When designing an airplane door, the greatest challenge is to ensure that it will not fail under the intense pressure differentials at high altitude. One easy way to do this is to create a plug door, which opens inward and is bigger than its frame, causing the interior pressure to force it ever more tightly closed as the plane climbs; such a door is all but impossible to open in flight. Passenger doors are designed based on this principle. But a cargo door that is also a plug door would be impractical because of its size, which greatly increases the forces it would have to withstand, and because a cargo door that opens inward would severely decrease the amount of available cargo space.
While designing their respective airplanes, McDonnell Douglas and Lockheed took very different approaches to this problem. In keeping with its overall design philosophy, Lockheed devised an ingenious system that turned the rear cargo door into a “semi-plug” door. Lockheed’s door opened outward, but it would also slide downward before latching such that a set of hooks on the edges of the door slipped snugly into detents on the door frame. Pressure acting on the door would then force the hooks deeper into the detents, holding the door closed. This door was all but impossible to open in flight, but it necessitated a complex opening and closing mechanism which was difficult to design.
Instead of taking Lockheed’s route, McDonnell Douglas decided to design a much simpler “over-center” door. The concept of “over-centering” is found most commonly in a household light switch: once the switch is pushed past the center point, it will slip into the opposite detent, and only a new force equal to the original force will push it back.
The design that they came up with worked something like this. Upon closing the DC-10’s cargo door, hook-shaped latches attached to the bottom of the door grasp round latch spools attached to the doorframe. An electric motor called the latch actuator then drives the latches clockwise around the spools using a hinged extension mechanism. When the arm of the latch actuator is fully extended, the hinge is pushed “over-center,” and the only way to bend the hinge back the other way is to retract the actuator arm. Any force transmitted through the latches themselves will attempt to push the hinge even farther over-center, which is rendered impossible by a metal stop that limits the movement of the hinge. This stop absorbs most of the forces acting upon the door in flight. However, if the hinges are not over-center, pressurization loads imparted through the latches will not be absorbed by the stop, but will instead be transmitted up the latch actuator arm and into the bolts attaching the actuator to the door. These bolts cannot withstand the pressure differential at altitudes higher than approximately 11,500 feet.

- - -

WORK TO COMPLETE:
A) Edit the airplane door text starting with "When designing an" and going on through "available cargo space.", putting "pressure door" wherever "plug door" appears.
B) Proceed with the airplane door text, picking up right after its final sentence.

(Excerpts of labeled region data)
- - -

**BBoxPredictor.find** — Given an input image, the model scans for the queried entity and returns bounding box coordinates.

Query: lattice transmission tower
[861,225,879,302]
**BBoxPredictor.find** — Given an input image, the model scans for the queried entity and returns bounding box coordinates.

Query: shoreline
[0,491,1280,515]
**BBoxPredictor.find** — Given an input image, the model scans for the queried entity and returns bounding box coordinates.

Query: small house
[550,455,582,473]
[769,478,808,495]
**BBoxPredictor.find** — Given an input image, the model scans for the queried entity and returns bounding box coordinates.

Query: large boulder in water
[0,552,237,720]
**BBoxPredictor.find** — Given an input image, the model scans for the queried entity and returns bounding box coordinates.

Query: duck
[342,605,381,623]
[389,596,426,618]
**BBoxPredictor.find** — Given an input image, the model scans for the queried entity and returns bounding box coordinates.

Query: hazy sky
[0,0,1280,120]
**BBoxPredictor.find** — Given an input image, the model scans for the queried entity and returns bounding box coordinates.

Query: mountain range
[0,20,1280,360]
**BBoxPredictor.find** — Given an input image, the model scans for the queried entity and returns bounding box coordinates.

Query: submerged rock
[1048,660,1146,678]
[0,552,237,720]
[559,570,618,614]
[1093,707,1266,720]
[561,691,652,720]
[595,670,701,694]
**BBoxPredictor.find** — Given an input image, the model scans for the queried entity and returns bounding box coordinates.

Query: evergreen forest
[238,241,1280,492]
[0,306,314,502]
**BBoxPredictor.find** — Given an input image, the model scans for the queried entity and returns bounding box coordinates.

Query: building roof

- - -

ANSWER SET:
A)
When designing an airplane door, the greatest challenge is to ensure that it will not fail under the intense pressure differentials at high altitude. One easy way to do this is to create a pressure door, which opens inward and is bigger than its frame, causing the interior pressure to force it ever more tightly closed as the plane climbs; such a door is all but impossible to open in flight. Passenger doors are designed based on this principle. But a cargo door that is also a pressure door would be impractical because of its size, which greatly increases the forces it would have to withstand, and because a cargo door that opens inward would severely decrease the amount of available cargo space.

B)
One of the fundamental issues with the original design was that there was no way to tell from the outside whether the hinge was in fact over-center or not. McDonnell Douglas thus devised a locking system which, unlike most similar systems, was not intended to keep the door shut, but simply to indicate whether it was properly closed.
To lock the door, a ground handler pushes down on a handle on the outside of the door. This handle is connected to a torque tube and a push rod that convert the movement of the handle into lateral movement of the lock tube, a metal rod to which several locking pins are attached. If the hinges are not over-center, the locking pins will run into flanges on the hinges and come to a stop, preventing the handle from moving to the locked position. If the hinges are over-center, the lock pins will slide past the flanges and the handle will close easily; simultaneously, the lock tube will make contact with a switch that extinguishes the “door open” warning light in the cockpit.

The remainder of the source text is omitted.